**Text under study**
- Opening Delimiter -
KSL reveals that neither Hadley nor the person she was visiting in Layton chose to call 911; this failure to seek professional assistance may have helped influence the Davis County Attorney to file charges under the presumption that paramedic assistance might have saved the child's life. This might well be a valid presumption, considering the baby lingered three days before passing on.

The case prompted a flurry of calls to the Davis County Attorney's Office about the possibility of charging Hadley. Some callers demanded "justice for the baby," while others said the mother was suffering enough. Davis County Attorney Troy Rawlings said public input played no role in his decision to charge the mother.

Daniel Hadley's death comes about two months after the death of Myles Gailey, an 18-month-old Kearns boy. His mother returned from the grocery store and forgot her son was in the back of the car. The child died, but charges were not filed against the mother, Jana Gailey. Alicia Cook, with the Salt Lake County Attorney's office told KSL, "We didn't feel it rose to criminal negligence and we also didn't feel there would any service to the community in charging the mother with a crime."

Daniel is survived by his mother; his father, Brian Hadley; and two brothers, ages 3 and 5. Court records show Kamilyn Hadley has no prior record in Utah.

Analysis: This is a tough one, and public opinion as expressed through comments to the various media stories is almost equally divided. Many are quite passionate about their opinions, as well. One person sanctimoniously declared that any mother who left her child in a hot car is a criminal. Others were more moderate, expressing some sympathy for the mother, but also saying that some message of deterrence must be sent. Still others want no punishment, saying that the mother is suffering enough right now.

According to a June 23rd report in the Deseret News, a San Francisco State University meteorology professor estimates that nationwide, 10 children have now died of hyperthermia in 2008 as a result of being left in hot cars. Jan Null, who studies the issue, published a study on the deaths and said the majority of children are "forgotten" by a caregiver and statistically, most are less than a year old. Null's study says that in the last 10 years, 370 children in the United States have died of hyperthermia after being left alone in a car. Utah is NOT among the 14 states which have laws prohibiting leaving unattended children in a vehicle.

Other noteworthy facts from the cited study: The interior temperature of a car can rise about 20 degrees within 10 minutes after being parked, and 30 degress after being parked for only 20 minutes. Cracking the window has virtually no mitigating effect. This means that on an 89 degree day, the interior temperature of a car can reach nearly 120 degrees in ONLY 20 minutes. The kid was left out there for TWO HOURS. And the cited study also indicates that a young child's body can warm three to five times faster than an adult body. And here's a related KSL story discussing these issues. Now you can better understand the sense of outrage felt by some Utahns.

However, it's obvious that Kamilyn Hadley is NOT a felon, and clearly society will not benefit by incarcerating her. And she must be personally devastated by the loss. Her husband and two remaining children do not deserve to be deprived of her companionship for a year. But some message of deterrence must be sent, even if the Salt Lake County Attorney chose to let Jana Gailey off the hook altogether.

The proposed solution by the Davis County Attorney, which will keep her out of jail if she pleads guilty and avoids handicapping her with a felony conviction, seems like the best combination.

2 comments:

by AnnieValentine said...

I have two sons, ages 3 and 5, plus a baby the exact same age as this woman's son. Twice this summer I have almost accidentally left my darling baby girl in the car on my way into the grocery store.

We've all been there. This was an accident and it could have been me or any one of my girlfriends. My heart goes out to her.

Anonymous said...

I agree. Though it was horrible, it was an accident and no punishment that a court could give could be worse than the pain of knowing that your child died because of you.
- Closing Delimiter -
**Data supplied**
- Opening Delimiter -
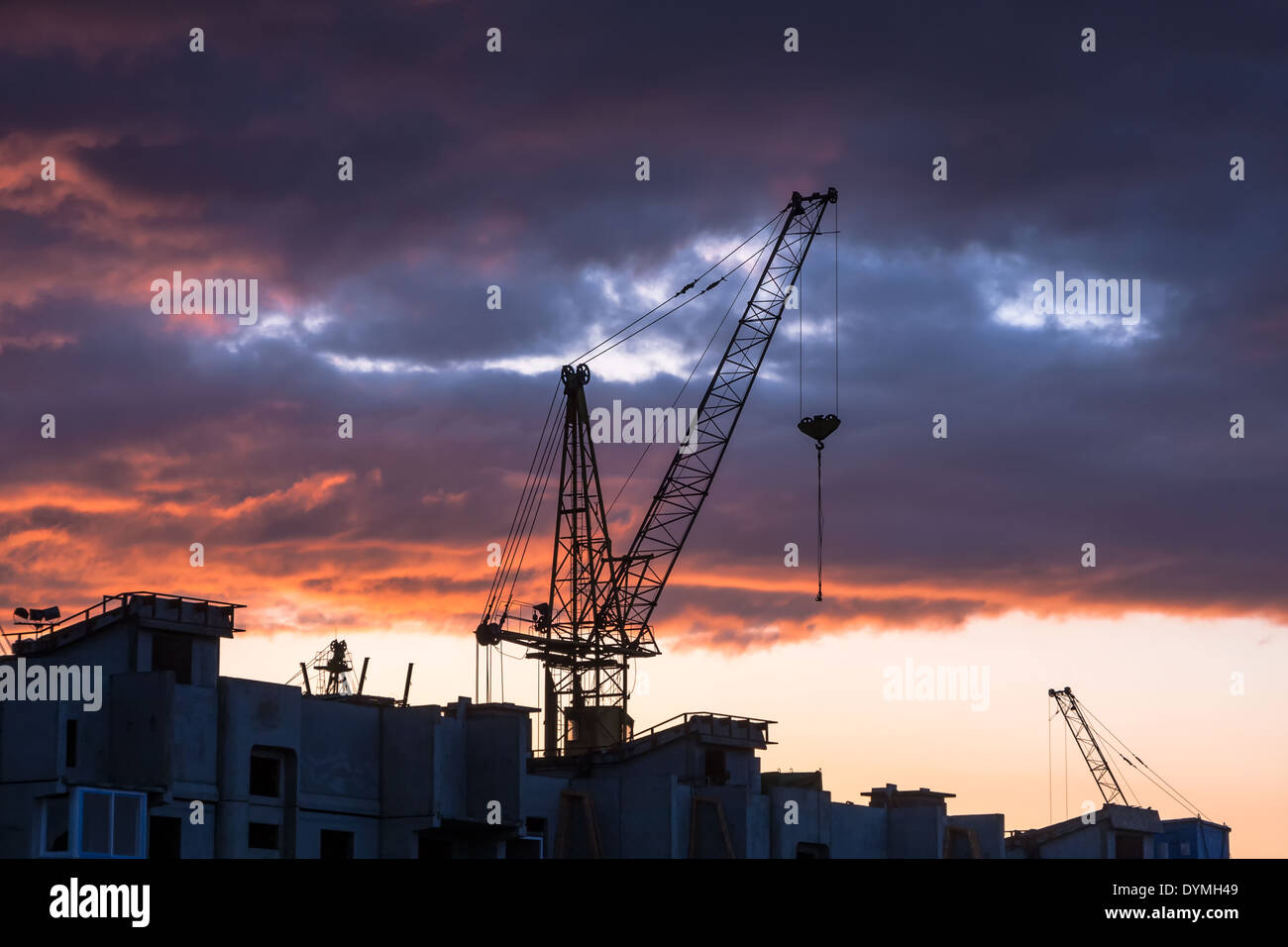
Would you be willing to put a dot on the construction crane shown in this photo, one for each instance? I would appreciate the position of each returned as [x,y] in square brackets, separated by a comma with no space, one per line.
[1106,780]
[597,615]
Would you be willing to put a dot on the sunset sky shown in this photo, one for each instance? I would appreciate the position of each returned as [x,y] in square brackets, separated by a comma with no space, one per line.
[518,169]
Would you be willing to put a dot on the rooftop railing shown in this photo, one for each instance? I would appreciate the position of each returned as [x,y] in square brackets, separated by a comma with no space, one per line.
[210,611]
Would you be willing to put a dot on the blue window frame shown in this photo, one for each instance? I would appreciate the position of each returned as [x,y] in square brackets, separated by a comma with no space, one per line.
[101,823]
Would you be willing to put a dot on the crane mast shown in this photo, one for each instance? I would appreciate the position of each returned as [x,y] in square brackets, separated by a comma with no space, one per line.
[1086,741]
[596,617]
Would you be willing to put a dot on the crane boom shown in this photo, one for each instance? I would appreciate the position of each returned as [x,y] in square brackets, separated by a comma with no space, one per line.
[1086,741]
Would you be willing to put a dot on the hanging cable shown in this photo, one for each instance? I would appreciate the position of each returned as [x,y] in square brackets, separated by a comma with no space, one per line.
[836,300]
[819,427]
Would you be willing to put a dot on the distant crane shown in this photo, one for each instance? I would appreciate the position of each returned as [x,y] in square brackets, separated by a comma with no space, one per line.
[1090,740]
[596,617]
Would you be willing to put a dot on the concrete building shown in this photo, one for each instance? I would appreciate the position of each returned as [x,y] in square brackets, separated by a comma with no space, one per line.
[180,762]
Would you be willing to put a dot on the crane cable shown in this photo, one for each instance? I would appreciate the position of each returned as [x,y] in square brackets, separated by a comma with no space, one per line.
[819,427]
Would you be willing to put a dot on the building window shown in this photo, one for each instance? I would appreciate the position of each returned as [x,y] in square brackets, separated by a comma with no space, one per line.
[266,775]
[716,772]
[165,838]
[811,849]
[335,844]
[172,652]
[56,826]
[1128,845]
[110,823]
[263,835]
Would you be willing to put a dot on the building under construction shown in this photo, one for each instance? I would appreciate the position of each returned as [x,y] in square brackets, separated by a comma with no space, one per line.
[180,762]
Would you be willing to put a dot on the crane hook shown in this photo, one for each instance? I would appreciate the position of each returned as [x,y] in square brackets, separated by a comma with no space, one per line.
[819,427]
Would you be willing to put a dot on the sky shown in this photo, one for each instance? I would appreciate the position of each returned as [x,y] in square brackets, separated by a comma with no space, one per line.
[518,169]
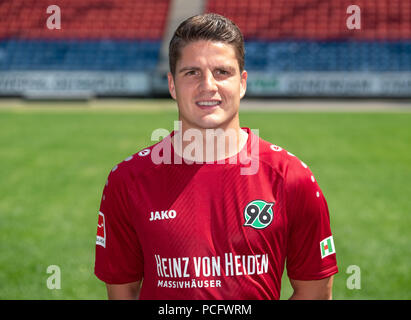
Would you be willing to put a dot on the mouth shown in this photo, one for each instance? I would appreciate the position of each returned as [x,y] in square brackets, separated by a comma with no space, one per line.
[208,104]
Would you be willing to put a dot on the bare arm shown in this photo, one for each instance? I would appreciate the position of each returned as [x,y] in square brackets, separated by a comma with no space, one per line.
[127,291]
[312,290]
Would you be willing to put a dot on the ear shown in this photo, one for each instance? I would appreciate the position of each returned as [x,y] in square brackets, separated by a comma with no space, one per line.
[171,85]
[243,83]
- Closing Delimiter -
**Task goal**
In the text on the Hadley case, why does the writer consider the Davis County Attorney's proposed solution "the best combination"? Answer in one to three sentences.

**Answer area**
The writer holds that Kamilyn Hadley is not a felon, that society gains nothing by jailing her, and that her husband and two remaining children should not lose her companionship for a year. The writer also holds that some message of deterrence must still be sent. The proposed solution serves both aims: if she pleads guilty, it keeps her out of jail and spares her a felony conviction.